(RECORDS SHOWN Opens)

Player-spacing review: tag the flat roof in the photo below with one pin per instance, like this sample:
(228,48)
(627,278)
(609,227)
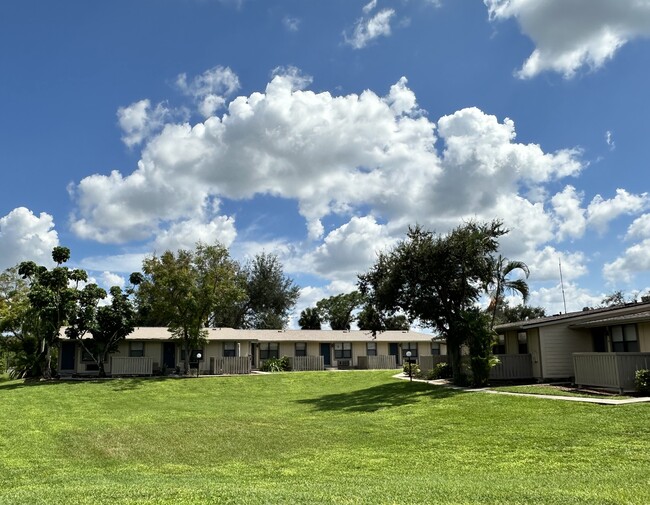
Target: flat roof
(232,334)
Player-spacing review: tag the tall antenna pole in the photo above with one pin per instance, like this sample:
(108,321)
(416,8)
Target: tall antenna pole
(562,284)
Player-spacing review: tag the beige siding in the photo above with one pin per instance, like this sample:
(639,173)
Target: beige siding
(533,349)
(512,344)
(558,343)
(644,337)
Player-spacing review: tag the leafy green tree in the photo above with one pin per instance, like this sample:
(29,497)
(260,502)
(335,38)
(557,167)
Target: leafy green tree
(371,319)
(52,296)
(435,279)
(613,299)
(309,319)
(107,325)
(480,339)
(337,310)
(519,312)
(183,291)
(502,284)
(269,296)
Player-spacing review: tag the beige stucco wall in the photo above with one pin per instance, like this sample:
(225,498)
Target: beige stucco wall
(534,350)
(558,343)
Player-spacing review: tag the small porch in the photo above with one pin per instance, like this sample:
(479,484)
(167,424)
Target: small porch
(307,363)
(382,362)
(512,367)
(609,370)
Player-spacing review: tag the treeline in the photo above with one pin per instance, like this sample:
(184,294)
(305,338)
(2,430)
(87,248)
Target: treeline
(433,280)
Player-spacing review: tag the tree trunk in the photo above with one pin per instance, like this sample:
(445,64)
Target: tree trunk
(47,362)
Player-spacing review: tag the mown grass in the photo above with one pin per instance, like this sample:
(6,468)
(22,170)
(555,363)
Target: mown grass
(542,389)
(348,438)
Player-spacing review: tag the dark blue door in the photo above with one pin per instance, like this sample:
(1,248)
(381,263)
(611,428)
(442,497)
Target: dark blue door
(393,350)
(326,353)
(68,350)
(169,354)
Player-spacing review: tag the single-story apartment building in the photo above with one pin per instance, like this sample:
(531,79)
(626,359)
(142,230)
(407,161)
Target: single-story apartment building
(600,347)
(150,350)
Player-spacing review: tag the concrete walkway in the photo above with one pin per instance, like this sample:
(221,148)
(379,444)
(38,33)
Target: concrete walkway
(601,401)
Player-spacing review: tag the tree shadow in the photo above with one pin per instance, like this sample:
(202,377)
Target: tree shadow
(393,394)
(116,383)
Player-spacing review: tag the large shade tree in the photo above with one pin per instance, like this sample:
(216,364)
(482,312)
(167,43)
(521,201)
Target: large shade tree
(53,295)
(436,279)
(503,283)
(309,319)
(269,296)
(183,290)
(338,310)
(106,325)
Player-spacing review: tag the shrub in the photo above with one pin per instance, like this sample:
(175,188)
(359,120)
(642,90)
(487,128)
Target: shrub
(441,371)
(276,365)
(415,369)
(642,381)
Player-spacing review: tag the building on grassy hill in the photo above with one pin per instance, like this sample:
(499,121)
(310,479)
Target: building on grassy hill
(596,347)
(151,350)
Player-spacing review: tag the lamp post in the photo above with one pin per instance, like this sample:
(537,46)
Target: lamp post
(408,357)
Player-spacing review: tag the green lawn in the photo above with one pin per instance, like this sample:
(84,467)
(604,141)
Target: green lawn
(542,389)
(315,437)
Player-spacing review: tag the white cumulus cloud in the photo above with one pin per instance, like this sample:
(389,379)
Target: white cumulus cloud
(25,236)
(572,34)
(367,29)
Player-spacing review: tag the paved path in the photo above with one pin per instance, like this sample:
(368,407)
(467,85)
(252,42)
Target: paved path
(601,401)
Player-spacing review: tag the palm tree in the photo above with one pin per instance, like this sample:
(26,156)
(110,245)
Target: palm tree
(501,283)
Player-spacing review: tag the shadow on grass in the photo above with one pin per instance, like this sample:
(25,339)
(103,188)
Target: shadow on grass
(117,383)
(393,394)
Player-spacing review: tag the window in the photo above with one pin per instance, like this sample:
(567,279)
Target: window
(624,338)
(269,350)
(410,346)
(229,350)
(301,349)
(193,354)
(500,346)
(522,340)
(136,349)
(342,350)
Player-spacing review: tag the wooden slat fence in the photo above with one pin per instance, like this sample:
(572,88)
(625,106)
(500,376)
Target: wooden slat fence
(428,362)
(232,365)
(131,366)
(381,362)
(610,370)
(512,366)
(307,363)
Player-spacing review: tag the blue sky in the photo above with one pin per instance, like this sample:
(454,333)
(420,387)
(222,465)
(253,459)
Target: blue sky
(320,130)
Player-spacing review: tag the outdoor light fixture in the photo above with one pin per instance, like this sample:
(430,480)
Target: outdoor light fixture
(408,357)
(198,364)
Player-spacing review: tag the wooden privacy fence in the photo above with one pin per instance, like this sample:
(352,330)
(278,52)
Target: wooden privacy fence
(232,365)
(382,362)
(610,370)
(428,362)
(306,363)
(131,366)
(512,366)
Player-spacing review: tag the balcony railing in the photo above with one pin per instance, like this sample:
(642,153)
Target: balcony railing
(304,363)
(131,366)
(381,362)
(609,370)
(512,367)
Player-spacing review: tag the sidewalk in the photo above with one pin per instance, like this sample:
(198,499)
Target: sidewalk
(600,401)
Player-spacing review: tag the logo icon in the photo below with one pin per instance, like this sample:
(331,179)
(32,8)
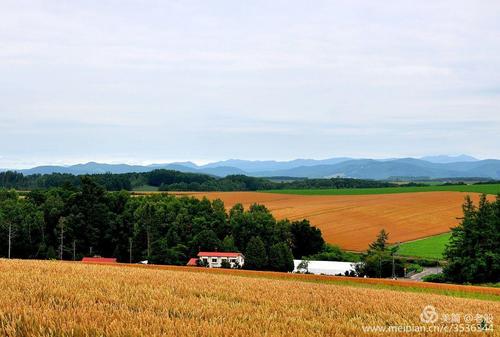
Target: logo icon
(429,315)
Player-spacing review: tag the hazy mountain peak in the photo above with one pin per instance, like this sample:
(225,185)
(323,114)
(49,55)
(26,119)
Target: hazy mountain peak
(445,159)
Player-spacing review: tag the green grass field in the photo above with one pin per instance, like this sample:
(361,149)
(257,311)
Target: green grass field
(430,248)
(488,189)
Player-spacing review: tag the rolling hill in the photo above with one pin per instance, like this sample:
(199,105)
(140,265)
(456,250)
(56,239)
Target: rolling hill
(434,167)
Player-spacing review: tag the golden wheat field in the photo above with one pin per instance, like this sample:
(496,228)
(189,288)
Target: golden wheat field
(48,298)
(353,221)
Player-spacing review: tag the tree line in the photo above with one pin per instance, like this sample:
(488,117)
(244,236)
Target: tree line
(71,222)
(169,180)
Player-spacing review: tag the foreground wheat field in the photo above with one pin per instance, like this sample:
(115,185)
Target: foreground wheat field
(353,221)
(47,298)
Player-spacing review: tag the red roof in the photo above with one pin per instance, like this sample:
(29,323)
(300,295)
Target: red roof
(192,262)
(99,259)
(218,254)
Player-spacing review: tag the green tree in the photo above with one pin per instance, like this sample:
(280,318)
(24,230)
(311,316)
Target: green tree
(205,240)
(307,239)
(255,254)
(378,260)
(281,257)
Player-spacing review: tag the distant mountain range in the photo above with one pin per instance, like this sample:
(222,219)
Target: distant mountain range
(426,167)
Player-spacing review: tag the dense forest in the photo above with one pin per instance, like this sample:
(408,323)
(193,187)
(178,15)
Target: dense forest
(167,180)
(72,222)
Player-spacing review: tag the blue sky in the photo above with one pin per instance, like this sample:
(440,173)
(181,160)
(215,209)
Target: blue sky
(158,81)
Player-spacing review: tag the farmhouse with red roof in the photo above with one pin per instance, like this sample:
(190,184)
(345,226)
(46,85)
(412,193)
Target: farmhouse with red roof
(215,259)
(98,259)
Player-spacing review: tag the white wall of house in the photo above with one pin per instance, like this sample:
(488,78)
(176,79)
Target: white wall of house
(216,261)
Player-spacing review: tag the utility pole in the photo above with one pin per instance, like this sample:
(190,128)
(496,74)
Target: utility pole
(393,267)
(393,251)
(61,248)
(10,237)
(130,250)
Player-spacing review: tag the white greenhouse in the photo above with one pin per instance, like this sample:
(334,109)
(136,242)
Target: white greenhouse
(325,267)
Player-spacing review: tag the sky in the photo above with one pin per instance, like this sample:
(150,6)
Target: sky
(160,81)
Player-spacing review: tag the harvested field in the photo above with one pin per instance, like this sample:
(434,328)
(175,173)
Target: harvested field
(353,221)
(45,298)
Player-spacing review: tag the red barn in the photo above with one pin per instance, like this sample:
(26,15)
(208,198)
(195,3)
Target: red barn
(99,259)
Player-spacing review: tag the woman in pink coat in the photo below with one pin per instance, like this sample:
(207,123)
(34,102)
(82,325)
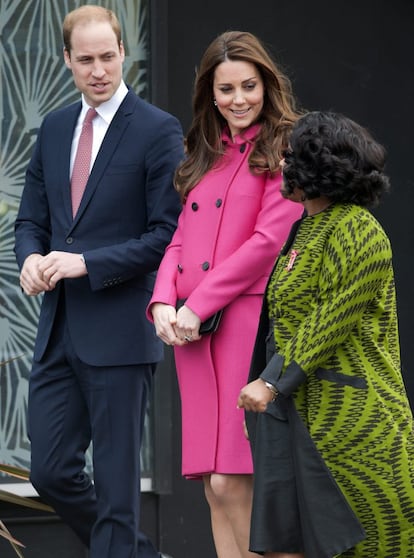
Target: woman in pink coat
(232,226)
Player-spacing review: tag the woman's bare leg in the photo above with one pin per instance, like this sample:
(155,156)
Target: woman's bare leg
(230,501)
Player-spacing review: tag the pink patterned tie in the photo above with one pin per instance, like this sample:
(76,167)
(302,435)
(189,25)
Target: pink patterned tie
(81,166)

(RECORDS SHOWN Closes)

# EXERCISE OBJECTIVE:
All lines above that contain the word "below" are to be copied.

# ANSWER:
Player-spacing review: tag the flat roof in the photo below with one pin per instance, like this sample:
Player-spacing review: tag the logo icon in the photo below with one pin per instance, like this sample:
Player-spacing review: tag the woman in pink coat in the photo below with one pin per instance, like this sample:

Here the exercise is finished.